----- Data provided

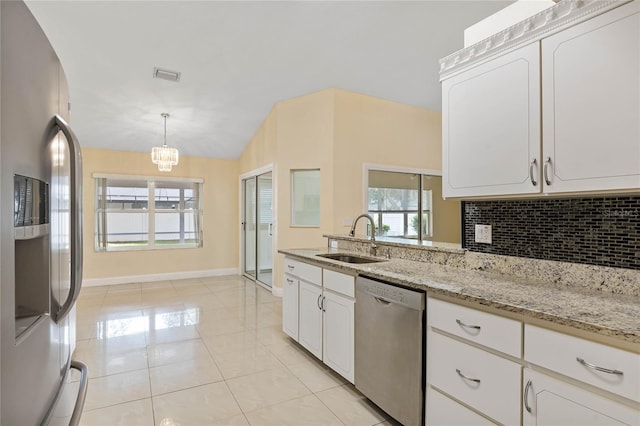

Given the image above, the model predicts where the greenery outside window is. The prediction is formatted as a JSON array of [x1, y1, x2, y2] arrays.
[[368, 170, 432, 239], [94, 175, 202, 251]]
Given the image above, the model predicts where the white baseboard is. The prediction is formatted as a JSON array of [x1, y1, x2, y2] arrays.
[[82, 268, 239, 287], [271, 286, 282, 297]]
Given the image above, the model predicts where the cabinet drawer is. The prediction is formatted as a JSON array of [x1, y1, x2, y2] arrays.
[[427, 298, 522, 358], [427, 331, 522, 425], [425, 387, 495, 426], [322, 269, 356, 297], [284, 257, 322, 285], [524, 324, 640, 401]]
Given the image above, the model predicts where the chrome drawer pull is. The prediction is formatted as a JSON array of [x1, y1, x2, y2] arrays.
[[522, 380, 531, 413], [576, 358, 624, 376], [529, 158, 538, 186], [544, 157, 551, 185], [456, 319, 480, 331], [456, 368, 480, 384]]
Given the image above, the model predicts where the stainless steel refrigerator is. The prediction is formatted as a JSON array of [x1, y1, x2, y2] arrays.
[[0, 1, 87, 426]]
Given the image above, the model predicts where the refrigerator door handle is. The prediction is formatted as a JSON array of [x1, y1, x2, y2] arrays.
[[51, 114, 82, 323]]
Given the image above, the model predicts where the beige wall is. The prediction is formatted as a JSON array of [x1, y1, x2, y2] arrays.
[[240, 89, 442, 287], [82, 148, 239, 279], [333, 90, 442, 233], [239, 90, 333, 287]]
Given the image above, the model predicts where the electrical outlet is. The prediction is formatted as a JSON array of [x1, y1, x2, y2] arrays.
[[476, 225, 491, 244]]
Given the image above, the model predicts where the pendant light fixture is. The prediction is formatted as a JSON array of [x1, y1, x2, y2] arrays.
[[151, 112, 178, 172]]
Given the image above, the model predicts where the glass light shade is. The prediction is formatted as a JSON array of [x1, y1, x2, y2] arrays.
[[151, 145, 179, 172]]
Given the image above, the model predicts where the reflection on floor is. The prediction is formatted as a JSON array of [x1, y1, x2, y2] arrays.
[[67, 276, 391, 426]]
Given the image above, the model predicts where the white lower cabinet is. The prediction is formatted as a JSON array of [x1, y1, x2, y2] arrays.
[[427, 332, 522, 425], [522, 324, 640, 426], [282, 258, 355, 383], [298, 281, 322, 359], [425, 387, 495, 426], [322, 291, 355, 383], [282, 274, 298, 340], [522, 368, 640, 426]]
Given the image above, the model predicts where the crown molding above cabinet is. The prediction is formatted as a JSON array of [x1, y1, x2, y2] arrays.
[[440, 0, 632, 81]]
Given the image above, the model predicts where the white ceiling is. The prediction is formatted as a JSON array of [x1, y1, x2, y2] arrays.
[[27, 0, 512, 159]]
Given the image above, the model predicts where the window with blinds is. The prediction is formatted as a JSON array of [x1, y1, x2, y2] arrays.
[[95, 176, 202, 251]]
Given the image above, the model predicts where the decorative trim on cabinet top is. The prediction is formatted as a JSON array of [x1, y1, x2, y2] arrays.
[[440, 0, 632, 81]]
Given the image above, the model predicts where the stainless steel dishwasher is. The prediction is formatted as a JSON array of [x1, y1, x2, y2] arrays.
[[355, 276, 425, 426]]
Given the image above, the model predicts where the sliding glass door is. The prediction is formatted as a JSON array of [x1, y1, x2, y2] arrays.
[[242, 172, 273, 287]]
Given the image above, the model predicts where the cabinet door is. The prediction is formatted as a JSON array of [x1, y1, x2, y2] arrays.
[[542, 2, 640, 192], [322, 291, 355, 383], [298, 280, 322, 359], [442, 42, 541, 197], [522, 368, 640, 426], [282, 274, 298, 340]]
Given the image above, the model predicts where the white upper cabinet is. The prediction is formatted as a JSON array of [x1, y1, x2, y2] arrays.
[[542, 2, 640, 192], [442, 42, 540, 197], [442, 1, 640, 198]]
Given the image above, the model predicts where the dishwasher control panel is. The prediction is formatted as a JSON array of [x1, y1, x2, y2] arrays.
[[356, 276, 424, 310]]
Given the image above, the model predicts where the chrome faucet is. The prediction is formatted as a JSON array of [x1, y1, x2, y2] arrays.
[[349, 213, 378, 256]]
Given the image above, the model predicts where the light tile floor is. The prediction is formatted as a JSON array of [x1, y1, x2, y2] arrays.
[[74, 276, 394, 426]]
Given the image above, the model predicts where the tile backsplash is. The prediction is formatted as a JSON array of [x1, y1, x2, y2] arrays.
[[462, 196, 640, 270]]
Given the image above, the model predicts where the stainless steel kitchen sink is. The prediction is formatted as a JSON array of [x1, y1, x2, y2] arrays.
[[316, 253, 385, 263]]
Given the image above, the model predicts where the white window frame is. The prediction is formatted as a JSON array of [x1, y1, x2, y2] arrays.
[[362, 163, 442, 241], [289, 168, 322, 228], [92, 173, 204, 252]]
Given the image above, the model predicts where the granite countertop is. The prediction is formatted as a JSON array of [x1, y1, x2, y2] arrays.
[[279, 248, 640, 353]]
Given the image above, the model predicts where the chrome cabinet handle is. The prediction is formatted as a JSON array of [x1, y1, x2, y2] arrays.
[[529, 158, 538, 186], [576, 358, 624, 376], [69, 360, 89, 426], [522, 379, 532, 413], [544, 157, 551, 185], [49, 114, 82, 323], [456, 368, 480, 384], [456, 319, 481, 331]]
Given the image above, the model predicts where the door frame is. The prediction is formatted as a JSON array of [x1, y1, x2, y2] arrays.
[[238, 163, 278, 293]]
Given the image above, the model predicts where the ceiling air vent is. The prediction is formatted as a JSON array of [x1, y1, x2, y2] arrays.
[[153, 67, 181, 83]]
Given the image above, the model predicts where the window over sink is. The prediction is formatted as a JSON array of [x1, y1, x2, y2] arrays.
[[366, 166, 460, 243]]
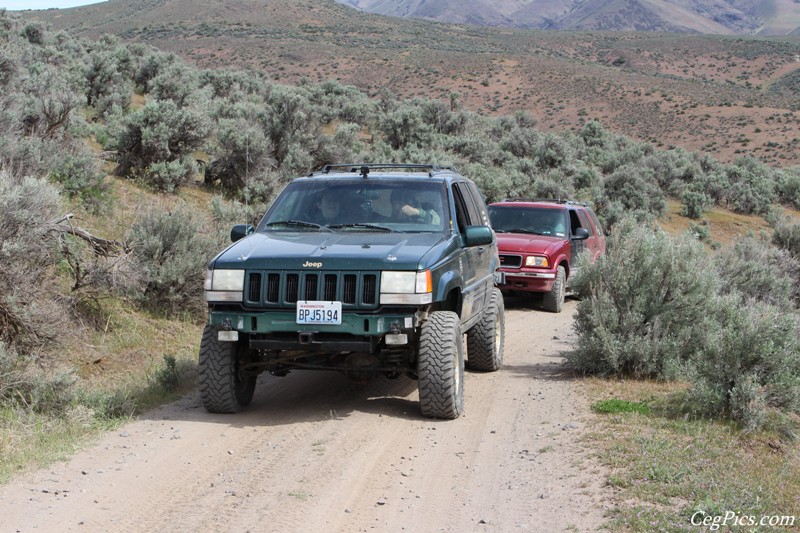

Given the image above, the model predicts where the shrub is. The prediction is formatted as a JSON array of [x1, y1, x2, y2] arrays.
[[378, 105, 433, 150], [691, 294, 800, 430], [114, 100, 209, 184], [569, 219, 717, 378], [681, 189, 711, 219], [772, 219, 800, 260], [777, 167, 800, 209], [0, 169, 67, 346], [714, 236, 800, 308], [142, 158, 195, 192], [50, 154, 111, 213], [0, 341, 75, 414]]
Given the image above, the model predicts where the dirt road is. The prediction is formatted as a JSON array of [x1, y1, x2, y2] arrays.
[[0, 301, 607, 532]]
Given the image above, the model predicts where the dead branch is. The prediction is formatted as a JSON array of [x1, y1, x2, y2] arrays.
[[45, 213, 130, 257]]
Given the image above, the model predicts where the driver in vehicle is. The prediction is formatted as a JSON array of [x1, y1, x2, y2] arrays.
[[312, 193, 341, 226], [391, 189, 442, 226]]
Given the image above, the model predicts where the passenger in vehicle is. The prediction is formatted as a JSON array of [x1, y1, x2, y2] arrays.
[[391, 189, 442, 226]]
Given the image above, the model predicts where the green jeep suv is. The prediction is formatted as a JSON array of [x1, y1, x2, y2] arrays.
[[199, 164, 505, 419]]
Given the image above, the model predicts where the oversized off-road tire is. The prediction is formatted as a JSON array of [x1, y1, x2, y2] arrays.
[[467, 287, 506, 372], [417, 311, 464, 420], [198, 326, 256, 413], [542, 266, 567, 313]]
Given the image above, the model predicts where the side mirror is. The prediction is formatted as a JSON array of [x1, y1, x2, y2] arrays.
[[464, 226, 494, 247], [572, 228, 589, 241], [231, 224, 255, 242]]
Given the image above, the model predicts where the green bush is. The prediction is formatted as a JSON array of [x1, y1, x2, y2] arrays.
[[0, 340, 76, 414], [0, 169, 68, 347], [681, 189, 711, 219], [114, 100, 209, 188], [691, 294, 800, 429], [772, 219, 800, 260], [50, 154, 111, 213], [714, 236, 800, 309], [142, 158, 195, 193], [569, 219, 717, 378], [127, 208, 221, 315]]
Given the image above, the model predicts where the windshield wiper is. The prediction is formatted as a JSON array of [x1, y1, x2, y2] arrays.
[[495, 228, 544, 235], [328, 223, 397, 233], [267, 220, 330, 231]]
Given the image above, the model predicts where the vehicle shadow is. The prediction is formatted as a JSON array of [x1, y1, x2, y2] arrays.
[[500, 355, 580, 381], [140, 371, 430, 427], [503, 292, 579, 313]]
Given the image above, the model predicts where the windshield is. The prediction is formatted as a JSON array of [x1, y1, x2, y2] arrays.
[[489, 205, 568, 237], [258, 179, 450, 232]]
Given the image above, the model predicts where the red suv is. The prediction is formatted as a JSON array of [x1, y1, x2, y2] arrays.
[[489, 200, 606, 313]]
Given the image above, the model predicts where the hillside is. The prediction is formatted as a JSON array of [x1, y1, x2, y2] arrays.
[[336, 0, 800, 35], [26, 0, 800, 166]]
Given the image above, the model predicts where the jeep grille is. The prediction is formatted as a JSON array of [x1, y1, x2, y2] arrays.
[[500, 254, 522, 268], [244, 271, 378, 309]]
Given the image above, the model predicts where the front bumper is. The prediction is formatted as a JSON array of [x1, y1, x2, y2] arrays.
[[209, 309, 418, 338]]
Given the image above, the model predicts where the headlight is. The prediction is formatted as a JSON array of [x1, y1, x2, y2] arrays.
[[525, 255, 550, 268], [381, 270, 433, 305], [206, 270, 244, 291], [203, 269, 244, 302]]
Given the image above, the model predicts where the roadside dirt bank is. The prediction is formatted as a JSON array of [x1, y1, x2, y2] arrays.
[[0, 300, 610, 532]]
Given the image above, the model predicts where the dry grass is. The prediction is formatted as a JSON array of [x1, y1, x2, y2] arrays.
[[585, 378, 800, 531]]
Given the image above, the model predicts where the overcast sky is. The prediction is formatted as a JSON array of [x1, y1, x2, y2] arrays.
[[0, 0, 102, 11]]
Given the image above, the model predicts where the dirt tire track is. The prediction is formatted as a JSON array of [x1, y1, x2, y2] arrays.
[[0, 299, 610, 532]]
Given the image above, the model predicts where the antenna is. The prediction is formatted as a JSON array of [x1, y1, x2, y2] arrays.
[[244, 136, 250, 224]]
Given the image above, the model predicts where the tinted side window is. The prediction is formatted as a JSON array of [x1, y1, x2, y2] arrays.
[[467, 181, 489, 226], [569, 209, 583, 235], [453, 183, 484, 225], [453, 184, 470, 233], [578, 211, 594, 236], [587, 210, 603, 237]]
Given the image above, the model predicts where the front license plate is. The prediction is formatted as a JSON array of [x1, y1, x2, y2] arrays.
[[297, 300, 342, 325]]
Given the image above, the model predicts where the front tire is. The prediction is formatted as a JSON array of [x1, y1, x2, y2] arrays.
[[198, 325, 256, 413], [542, 266, 567, 313], [417, 311, 464, 420], [467, 287, 506, 372]]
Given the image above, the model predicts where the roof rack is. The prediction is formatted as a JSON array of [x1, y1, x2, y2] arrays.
[[311, 163, 456, 178], [502, 198, 589, 207]]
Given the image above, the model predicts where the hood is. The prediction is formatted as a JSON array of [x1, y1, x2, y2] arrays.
[[212, 232, 446, 270], [497, 233, 566, 255]]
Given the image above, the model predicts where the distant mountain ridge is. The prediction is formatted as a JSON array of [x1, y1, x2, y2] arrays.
[[336, 0, 800, 35]]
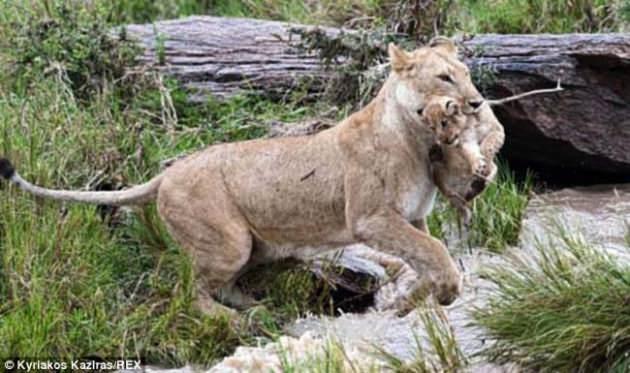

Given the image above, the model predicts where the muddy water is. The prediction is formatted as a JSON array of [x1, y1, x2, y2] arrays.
[[135, 185, 630, 372]]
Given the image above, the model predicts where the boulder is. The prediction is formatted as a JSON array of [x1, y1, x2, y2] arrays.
[[126, 16, 630, 179], [463, 34, 630, 183]]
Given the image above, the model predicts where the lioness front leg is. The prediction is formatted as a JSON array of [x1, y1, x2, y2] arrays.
[[353, 211, 462, 305], [345, 167, 462, 305]]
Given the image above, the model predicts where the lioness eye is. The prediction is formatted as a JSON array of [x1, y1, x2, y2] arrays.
[[438, 74, 453, 83]]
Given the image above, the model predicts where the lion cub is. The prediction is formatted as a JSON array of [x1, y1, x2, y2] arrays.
[[422, 96, 503, 223]]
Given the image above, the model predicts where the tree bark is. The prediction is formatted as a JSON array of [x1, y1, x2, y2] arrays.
[[127, 17, 630, 179], [126, 16, 339, 102]]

----------

▶ [Stated exercise] Update the records from the line with "Given the image above, the model predicts where the tinted" up to and including the line with "[[422, 96, 503, 223]]", replacing "lioness" with "female lion" and keeping everything else unchanged. Leave the pictures out of your answer.

▶ [Worked answer]
Given the image above, the model predicts where the tinted side window is. The prediction is formatted as a JSON array of [x1, y1, x2, y2] arrays.
[[467, 181, 489, 226], [569, 209, 583, 235], [453, 183, 484, 225], [453, 184, 470, 233], [578, 211, 594, 236], [587, 210, 603, 237]]
Given the image above, the model predicts where the front license plate is. The prediction is formatted as a JSON array of [x1, y1, x2, y2] arrays.
[[297, 300, 342, 325]]
Given the image above, the model predicts where the front tire is. The prediction is formatted as a JSON array of [x1, y1, x2, y2] arrays.
[[198, 325, 256, 413], [542, 266, 567, 313], [417, 311, 464, 420], [467, 287, 506, 372]]
Given the image above, the model predicts where the roof rack is. The prediction is formatted as a JSON array of [x1, y1, x2, y2] arrays.
[[311, 163, 456, 178], [502, 198, 589, 207]]
Given the image above, the model predicts where the hood is. The prediction is formatted as a JSON array of [x1, y1, x2, y2] arrays.
[[212, 232, 446, 270], [497, 233, 566, 255]]
Given the image above, the model predicts where the distant mountain ridge is. The prediction is formatted as a JSON array of [x1, y1, x2, y2] arrays.
[[336, 0, 800, 35]]

Given the image above, the model predicts where the muddy water is. The prediction is formatted as a JSON array of [x1, y1, x2, y2] arrays.
[[135, 185, 630, 372]]
Given the image above, the model predicts where the boulder is. The prediction is formatted as a JSON array of [x1, y1, x2, y2] arrays.
[[126, 16, 630, 179], [463, 34, 630, 183]]
Given the image above, the model predicts where the female lion front leg is. The prediction is formatted as a JSON array of [x1, y1, x2, y2] arrays.
[[353, 211, 462, 305], [345, 167, 462, 305]]
Given the image above, the model predicts where the female lion eye is. The prediction is formatted as a JSON array of [x1, y1, x2, y2] arrays.
[[438, 74, 453, 83]]
Given the image above, the model predicts where the lion cub is. The prediction is formatted as a JSON array of [x1, y1, x2, y2] arrays.
[[422, 96, 503, 223]]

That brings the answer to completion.